◆ **Exercises**:
1/ In the essay on growing up with tech-sense, which platforms does the essay say are blocked in China?
2/ Extend the essay on growing up with tech-sense, beginning after its final sentence.

◆ **Document excerpt**:
Skip to Initiative for U.S.-China Dialogue on Global Issues Full Site Menu Skip to main content
May 25, 2018

Responding To: Living in a Digital Age: How Young Chinese and Americans Can Employ Innovation to Resolve Global Issues

Growing Up with "Tech-sense" and What It Means for Solving Global Issues

Yamillet Payano

For those born in the 1990s and the early millennium, we have been trained to develop an intuitive sense of the internet of things. It is this “tech-sense” that will allow us to continue to work towards the development of a truly networked world. Those of us born in our generation, and in the generations that follow, will less keenly feel the borders of nations and will be less inclined to create fixed categories that would provide a barrier to trans-Pacific relations. We will seek to connect and collaborate, creating a space for understanding each other. Therefore, my generation and those that follow in the United States and China can use social media and blockchain technology to further collaboration among both countries.

As we conceptualize the digital world, we must consider social media and its implications. As social media continues to become more important in our daily lives, we see these platforms used as a powerful means to share information from one peer to another. If there is an event occurring somewhere around the world you will see videos, pictures, and posts. Social media platforms are horizontally oriented networks of information flows. These flows of information provide the bedrock for understanding major events as they occur around the world, superseding traditional flows of information and news media. An example would be how social media, or more precisely Twitter, played a role in the Arab uprisings. Civic leaders in Arab countries made use of social media, not only to inform and organize those within their countries, but also as a means to share their problems with the world [1]. 

Horizontally oriented networks of information could help bridge the gap between China and the United States. However, when talking about these two particular countries, the flow of information is disrupted by government censorship. Important platforms such as YouTube, Facebook and Twitter are blocked in China. This has created an opportunity for the state- approved social media platforms in China to flourish. In this situation how do we interact? There are a few possibilities. The most passive approach is that the Chinese media platforms may gain greater attraction overseas and develop more internationally friendly means of access. A more proactive and individualist method would be to observe the rise in VPN usage behind the Chinese firewall, which will become necessary as Chinese industries become more international. A policy approach would be to work towards an increasingly less restricted internet; perhaps shifting the governance model to monitoring active information transfers rather than restricting access may also prove useful. While these are not ideal solutions, the aforementioned potential scenarios show that the issue of censorship is not necessarily insurmountable.

Another issue with horizontally oriented networks on the internet is a lack of verifiability and credibility. Most of these flows of information are spontaneous, shared among friends and information goes viral. Yet, this can be manipulated, and information networks can be abused. Recent electoral woes have made this abundantly clear.

[Phrase grounding data]
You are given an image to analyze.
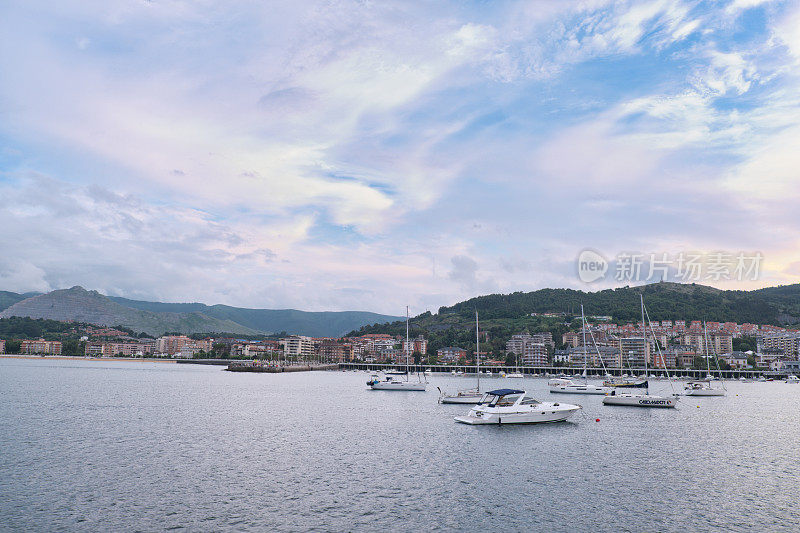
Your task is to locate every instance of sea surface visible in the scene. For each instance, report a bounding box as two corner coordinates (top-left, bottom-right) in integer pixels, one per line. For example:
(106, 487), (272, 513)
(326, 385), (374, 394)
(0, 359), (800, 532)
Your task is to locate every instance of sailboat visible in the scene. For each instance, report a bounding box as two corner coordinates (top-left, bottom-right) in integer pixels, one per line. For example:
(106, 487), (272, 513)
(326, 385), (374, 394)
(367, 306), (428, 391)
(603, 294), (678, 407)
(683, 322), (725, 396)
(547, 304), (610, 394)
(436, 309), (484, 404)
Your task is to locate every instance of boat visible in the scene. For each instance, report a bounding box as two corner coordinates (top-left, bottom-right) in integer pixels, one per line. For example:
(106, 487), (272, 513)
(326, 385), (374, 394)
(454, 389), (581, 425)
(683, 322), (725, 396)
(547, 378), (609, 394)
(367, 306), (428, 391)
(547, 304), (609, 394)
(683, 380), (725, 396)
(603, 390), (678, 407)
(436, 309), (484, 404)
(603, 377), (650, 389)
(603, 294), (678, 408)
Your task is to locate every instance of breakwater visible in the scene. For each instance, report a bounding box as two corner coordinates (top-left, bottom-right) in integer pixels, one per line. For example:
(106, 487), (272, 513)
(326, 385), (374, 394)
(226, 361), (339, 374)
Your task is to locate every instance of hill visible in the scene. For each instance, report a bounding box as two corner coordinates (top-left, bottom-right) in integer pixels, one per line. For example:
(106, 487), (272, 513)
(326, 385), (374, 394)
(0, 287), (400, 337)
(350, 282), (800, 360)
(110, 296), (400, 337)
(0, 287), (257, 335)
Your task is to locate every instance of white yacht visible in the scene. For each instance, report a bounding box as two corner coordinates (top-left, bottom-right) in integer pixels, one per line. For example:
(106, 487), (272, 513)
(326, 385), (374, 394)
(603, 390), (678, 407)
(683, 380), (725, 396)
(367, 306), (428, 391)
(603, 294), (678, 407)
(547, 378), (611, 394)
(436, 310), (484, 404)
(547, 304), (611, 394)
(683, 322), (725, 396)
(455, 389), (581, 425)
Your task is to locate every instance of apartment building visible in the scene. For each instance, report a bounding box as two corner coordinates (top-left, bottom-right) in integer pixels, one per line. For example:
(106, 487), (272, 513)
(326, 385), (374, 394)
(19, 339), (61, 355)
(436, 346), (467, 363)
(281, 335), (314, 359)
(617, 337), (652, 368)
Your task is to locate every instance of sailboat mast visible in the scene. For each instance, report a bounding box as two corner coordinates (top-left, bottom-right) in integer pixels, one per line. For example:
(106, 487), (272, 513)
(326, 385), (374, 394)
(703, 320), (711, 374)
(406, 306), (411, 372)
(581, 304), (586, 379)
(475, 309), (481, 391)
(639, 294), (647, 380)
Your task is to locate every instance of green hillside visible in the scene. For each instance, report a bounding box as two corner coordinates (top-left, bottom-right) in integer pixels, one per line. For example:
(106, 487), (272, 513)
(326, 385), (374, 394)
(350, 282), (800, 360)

...

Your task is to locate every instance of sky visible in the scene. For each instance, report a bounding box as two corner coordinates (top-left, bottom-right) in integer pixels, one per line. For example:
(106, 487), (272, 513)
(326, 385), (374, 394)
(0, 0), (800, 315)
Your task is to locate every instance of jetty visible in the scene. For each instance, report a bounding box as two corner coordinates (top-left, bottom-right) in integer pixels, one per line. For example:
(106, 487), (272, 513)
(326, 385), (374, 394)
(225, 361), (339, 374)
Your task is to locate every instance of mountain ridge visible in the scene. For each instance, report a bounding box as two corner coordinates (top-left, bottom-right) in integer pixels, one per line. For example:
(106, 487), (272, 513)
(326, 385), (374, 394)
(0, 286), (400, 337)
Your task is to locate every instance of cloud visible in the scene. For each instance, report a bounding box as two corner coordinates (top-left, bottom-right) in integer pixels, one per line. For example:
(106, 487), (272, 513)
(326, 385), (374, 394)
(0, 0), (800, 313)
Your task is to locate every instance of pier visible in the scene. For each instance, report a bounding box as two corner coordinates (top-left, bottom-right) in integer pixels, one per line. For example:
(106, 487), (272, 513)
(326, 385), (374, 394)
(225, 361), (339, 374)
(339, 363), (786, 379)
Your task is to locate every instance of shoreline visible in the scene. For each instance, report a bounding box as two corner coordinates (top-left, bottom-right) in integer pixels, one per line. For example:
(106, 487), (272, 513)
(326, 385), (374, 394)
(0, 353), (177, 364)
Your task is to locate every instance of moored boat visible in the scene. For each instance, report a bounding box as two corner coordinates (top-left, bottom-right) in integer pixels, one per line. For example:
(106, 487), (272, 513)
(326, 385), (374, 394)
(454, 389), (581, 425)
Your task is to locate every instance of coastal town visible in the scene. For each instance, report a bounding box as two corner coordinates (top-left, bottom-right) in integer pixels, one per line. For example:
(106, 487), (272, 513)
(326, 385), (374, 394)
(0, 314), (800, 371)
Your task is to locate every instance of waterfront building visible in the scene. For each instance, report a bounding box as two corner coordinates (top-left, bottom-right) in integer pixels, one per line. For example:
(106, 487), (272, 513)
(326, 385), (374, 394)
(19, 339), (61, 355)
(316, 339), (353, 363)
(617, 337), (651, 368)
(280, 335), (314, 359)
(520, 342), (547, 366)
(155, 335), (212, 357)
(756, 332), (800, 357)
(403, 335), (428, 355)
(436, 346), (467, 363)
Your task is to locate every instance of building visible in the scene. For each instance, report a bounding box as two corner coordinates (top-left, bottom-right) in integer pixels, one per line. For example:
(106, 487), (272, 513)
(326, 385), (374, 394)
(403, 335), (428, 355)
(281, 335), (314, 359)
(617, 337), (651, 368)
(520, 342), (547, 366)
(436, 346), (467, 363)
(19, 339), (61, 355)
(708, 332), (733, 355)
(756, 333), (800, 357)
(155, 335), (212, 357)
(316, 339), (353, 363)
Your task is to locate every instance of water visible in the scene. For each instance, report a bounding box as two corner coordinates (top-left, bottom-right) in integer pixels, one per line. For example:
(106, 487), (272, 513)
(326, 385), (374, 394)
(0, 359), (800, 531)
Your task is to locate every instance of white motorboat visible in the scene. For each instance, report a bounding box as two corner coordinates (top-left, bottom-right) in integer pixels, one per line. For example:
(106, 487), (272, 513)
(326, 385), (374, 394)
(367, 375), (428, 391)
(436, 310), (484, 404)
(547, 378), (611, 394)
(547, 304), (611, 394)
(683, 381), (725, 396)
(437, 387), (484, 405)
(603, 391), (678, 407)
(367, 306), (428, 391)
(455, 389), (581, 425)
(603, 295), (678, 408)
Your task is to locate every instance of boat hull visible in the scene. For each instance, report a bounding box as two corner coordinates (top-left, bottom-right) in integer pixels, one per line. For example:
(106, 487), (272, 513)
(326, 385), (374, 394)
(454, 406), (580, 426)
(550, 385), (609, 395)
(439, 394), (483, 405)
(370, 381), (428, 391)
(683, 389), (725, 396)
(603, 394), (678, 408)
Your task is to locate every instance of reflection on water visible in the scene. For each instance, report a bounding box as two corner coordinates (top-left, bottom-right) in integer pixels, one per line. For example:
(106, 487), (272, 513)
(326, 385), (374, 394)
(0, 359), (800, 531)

◆ **Answers given**:
1/ YouTube, Facebook and Twitter.

2/
As I think about solutions to this issue another form of technology that could be helpful in tackling our pressing social issues comes to mind -- blockchain. That is huge, and currently causing a buzz regarding internet crypto-currencies, but this is perhaps the least interesting aspect of the technology. Blockchain can play a role in safeguarding the credibility of  information flows, blockchain may even help us redact articles that are published with errors if they were inserted along the “chain” of information without any real means of verification. If properly put together, one may be able to utilize the technology to prevent information from being tampered with or manipulated. The technology more broadly, of course, has profound importance to the U.S.-China bilateral relationship.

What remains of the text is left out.